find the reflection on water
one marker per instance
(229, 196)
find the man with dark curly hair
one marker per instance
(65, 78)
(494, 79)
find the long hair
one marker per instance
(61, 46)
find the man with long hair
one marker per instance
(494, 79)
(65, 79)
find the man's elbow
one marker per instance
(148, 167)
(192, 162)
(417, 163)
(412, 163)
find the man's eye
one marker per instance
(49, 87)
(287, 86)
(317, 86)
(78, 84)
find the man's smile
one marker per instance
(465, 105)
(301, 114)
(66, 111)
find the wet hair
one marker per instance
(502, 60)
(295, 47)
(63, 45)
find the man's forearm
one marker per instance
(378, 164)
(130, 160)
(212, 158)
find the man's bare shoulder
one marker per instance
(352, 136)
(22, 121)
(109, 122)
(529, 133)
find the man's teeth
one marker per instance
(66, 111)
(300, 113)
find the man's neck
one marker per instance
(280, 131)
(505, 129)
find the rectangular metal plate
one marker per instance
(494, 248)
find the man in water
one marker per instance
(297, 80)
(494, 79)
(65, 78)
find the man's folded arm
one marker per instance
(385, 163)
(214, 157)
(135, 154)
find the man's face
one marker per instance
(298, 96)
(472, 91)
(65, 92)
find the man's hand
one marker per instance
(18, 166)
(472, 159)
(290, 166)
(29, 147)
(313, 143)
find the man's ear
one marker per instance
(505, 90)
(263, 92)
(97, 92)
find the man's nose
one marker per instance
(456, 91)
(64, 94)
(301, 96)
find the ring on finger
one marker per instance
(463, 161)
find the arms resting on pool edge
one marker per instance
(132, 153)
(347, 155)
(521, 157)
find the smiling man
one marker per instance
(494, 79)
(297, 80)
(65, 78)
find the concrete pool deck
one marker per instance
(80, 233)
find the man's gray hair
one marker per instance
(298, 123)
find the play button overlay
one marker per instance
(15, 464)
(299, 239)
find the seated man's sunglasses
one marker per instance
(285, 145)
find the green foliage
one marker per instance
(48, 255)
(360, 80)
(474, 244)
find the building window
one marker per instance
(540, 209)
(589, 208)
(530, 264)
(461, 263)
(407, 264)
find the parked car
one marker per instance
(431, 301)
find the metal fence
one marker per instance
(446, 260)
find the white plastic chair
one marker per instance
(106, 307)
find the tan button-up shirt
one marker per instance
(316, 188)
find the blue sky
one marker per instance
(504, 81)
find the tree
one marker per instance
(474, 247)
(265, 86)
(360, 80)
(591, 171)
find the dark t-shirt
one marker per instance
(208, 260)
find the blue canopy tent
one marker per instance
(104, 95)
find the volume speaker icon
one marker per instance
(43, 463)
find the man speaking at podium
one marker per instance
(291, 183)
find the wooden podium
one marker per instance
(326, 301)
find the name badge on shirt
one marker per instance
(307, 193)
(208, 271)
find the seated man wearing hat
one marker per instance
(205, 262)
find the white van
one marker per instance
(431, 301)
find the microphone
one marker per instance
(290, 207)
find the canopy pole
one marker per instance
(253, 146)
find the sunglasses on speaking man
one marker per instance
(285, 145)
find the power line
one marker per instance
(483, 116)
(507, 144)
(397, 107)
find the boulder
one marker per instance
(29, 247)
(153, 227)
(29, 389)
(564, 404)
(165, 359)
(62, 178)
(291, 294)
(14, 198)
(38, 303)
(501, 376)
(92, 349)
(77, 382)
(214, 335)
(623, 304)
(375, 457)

—————

Task brief. Copy these rows verbatim.

Correct response.
find the reflection on water
one marker per instance
(229, 196)
find the man with dark curly hair
one marker per instance
(65, 78)
(494, 79)
find the long hair
one marker per instance
(61, 46)
find the man with long hair
one marker per instance
(494, 79)
(65, 79)
find the man's elbow
one marker per instance
(148, 167)
(192, 162)
(417, 163)
(412, 163)
find the man's eye
one marker per instance
(49, 87)
(287, 86)
(317, 86)
(78, 84)
find the man's smile
one marker per instance
(465, 105)
(301, 114)
(66, 111)
find the wet hair
one marker per instance
(502, 60)
(295, 47)
(63, 45)
find the man's forearm
one marker per instance
(378, 164)
(130, 160)
(212, 158)
find the man's bare shoulder
one marker per instance
(352, 136)
(22, 121)
(109, 122)
(529, 133)
find the man's teeth
one marker per instance
(66, 111)
(300, 113)
find the man's neck
one marker per instance
(280, 131)
(505, 129)
find the rectangular metal plate
one marker per instance
(494, 248)
find the man in water
one marker per instance
(297, 80)
(494, 79)
(65, 78)
find the man's folded arm
one marker per instance
(385, 163)
(214, 157)
(135, 154)
find the man's face
one marker per instance
(298, 96)
(472, 91)
(65, 92)
find the man's hand
one marker per instance
(18, 166)
(472, 159)
(290, 166)
(29, 147)
(313, 143)
find the man's ear
one marker per instance
(505, 90)
(263, 92)
(97, 92)
find the man's nose
one marker per instance
(456, 91)
(64, 94)
(301, 96)
find the ring on finger
one marker per instance
(463, 161)
find the arms resting on pool edge
one marker per instance
(132, 153)
(347, 155)
(521, 157)
find the smiling man
one marker per instance
(494, 79)
(297, 80)
(65, 78)
find the concrete pool deck
one marker per instance
(80, 233)
find the man's gray hair
one marker per instance
(298, 123)
find the play button overlay
one marker per instance
(15, 464)
(299, 239)
find the seated man's sunglasses
one marker per instance
(285, 145)
find the green foliage
one marker per instance
(48, 255)
(360, 80)
(474, 244)
find the building window
one marker per instance
(540, 209)
(589, 208)
(530, 264)
(461, 263)
(407, 264)
find the parked car
one marker per instance
(431, 301)
find the metal fence
one marker per instance
(446, 260)
find the white plastic chair
one marker per instance
(106, 307)
find the tan button-up shirt
one marker per instance
(316, 188)
find the blue sky
one marker per instance
(504, 81)
find the tree
one marker per instance
(474, 247)
(265, 86)
(360, 80)
(591, 171)
find the dark t-shirt
one marker per instance
(208, 260)
find the blue canopy tent
one marker per instance
(104, 95)
find the volume speaker icon
one marker per instance
(43, 463)
find the man speaking at podium
one marker per instance
(291, 183)
find the wooden podium
one marker per instance
(326, 301)
find the name badge on shirt
one marker per instance
(307, 193)
(208, 271)
find the seated man wearing hat
one marker per instance
(205, 262)
find the white van
one marker per instance
(431, 301)
find the microphone
one marker per instance
(290, 207)
find the canopy pole
one marker per instance
(253, 146)
find the sunglasses on speaking man
one marker per instance
(285, 145)
find the power line
one marker per instance
(483, 116)
(507, 144)
(397, 107)
find the boulder
one marker per instance
(29, 247)
(153, 227)
(29, 389)
(564, 404)
(165, 359)
(62, 178)
(291, 294)
(14, 198)
(38, 303)
(501, 376)
(92, 349)
(77, 382)
(214, 335)
(623, 304)
(375, 457)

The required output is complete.